* [PROBLEM TO SOLVE]: What do the lines from the one containing "Annotation guideline. For every instance of the dark" through the end of the listing below say? Restate them word for word and give nothing else.

* [AVAILABLE DATA]:
= Beginning of Section =
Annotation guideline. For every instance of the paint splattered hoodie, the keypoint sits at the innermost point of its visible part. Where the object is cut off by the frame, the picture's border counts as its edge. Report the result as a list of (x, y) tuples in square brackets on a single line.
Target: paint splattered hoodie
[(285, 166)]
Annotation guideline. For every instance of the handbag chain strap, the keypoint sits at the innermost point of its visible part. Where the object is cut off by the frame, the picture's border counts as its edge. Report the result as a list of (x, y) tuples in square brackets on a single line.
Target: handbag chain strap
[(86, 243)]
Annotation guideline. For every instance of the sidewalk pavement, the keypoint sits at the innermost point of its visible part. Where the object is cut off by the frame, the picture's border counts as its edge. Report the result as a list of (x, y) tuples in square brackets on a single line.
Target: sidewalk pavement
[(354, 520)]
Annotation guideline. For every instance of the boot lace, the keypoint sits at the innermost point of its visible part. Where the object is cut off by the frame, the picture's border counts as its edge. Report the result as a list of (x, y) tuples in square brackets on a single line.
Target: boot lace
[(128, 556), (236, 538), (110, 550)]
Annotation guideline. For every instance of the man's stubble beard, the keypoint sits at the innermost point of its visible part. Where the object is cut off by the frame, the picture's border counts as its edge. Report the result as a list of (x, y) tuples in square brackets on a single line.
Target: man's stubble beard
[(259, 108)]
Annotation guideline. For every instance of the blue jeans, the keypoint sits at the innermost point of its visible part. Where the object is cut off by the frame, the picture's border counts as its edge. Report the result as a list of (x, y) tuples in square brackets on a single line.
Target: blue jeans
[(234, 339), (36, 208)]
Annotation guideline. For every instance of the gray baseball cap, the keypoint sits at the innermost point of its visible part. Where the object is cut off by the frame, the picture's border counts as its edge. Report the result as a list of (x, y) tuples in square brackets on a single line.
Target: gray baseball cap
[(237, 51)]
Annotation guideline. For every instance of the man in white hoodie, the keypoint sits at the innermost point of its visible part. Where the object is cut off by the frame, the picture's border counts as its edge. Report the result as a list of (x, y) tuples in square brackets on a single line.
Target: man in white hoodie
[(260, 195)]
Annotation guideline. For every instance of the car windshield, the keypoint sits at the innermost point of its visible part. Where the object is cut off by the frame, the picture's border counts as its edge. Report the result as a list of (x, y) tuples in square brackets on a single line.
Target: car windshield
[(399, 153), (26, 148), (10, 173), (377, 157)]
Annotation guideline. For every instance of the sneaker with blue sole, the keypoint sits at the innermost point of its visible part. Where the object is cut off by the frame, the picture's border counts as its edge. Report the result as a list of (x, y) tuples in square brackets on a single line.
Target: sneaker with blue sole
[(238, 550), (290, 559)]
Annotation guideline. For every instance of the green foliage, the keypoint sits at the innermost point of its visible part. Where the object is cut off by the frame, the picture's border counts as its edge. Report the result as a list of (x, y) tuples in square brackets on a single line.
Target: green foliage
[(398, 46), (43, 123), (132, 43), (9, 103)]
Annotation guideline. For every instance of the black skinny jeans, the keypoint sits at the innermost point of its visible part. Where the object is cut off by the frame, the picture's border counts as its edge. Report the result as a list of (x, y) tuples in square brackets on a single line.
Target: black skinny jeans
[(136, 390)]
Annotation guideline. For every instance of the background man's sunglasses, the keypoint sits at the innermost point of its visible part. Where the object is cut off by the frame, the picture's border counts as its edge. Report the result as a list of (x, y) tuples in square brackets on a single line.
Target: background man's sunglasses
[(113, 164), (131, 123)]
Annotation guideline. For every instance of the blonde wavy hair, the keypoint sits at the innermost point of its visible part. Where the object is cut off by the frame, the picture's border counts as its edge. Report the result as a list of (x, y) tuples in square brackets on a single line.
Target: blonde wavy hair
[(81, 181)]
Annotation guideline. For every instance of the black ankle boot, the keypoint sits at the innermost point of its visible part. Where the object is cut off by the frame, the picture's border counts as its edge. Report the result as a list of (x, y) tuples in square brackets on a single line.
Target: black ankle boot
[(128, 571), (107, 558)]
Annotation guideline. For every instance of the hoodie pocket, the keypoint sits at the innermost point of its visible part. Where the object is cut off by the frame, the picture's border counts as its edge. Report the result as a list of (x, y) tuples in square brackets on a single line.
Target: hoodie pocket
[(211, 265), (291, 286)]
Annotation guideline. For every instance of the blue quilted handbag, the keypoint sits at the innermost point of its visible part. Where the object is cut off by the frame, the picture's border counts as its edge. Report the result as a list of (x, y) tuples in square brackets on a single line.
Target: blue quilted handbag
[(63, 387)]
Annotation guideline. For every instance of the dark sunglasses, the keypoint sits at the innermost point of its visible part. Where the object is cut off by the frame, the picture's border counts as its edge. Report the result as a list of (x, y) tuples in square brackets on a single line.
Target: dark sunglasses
= End of Section =
* [ANSWER SPACE]:
Annotation guideline. For every instance of the dark sunglasses, the keypoint sits at the innermost point of its visible part. Where the object is cut off by the frame, the picture's border counts as its edge. Report the result as a list of (x, y) tuples in square brackets on a single line.
Target: dark sunglasses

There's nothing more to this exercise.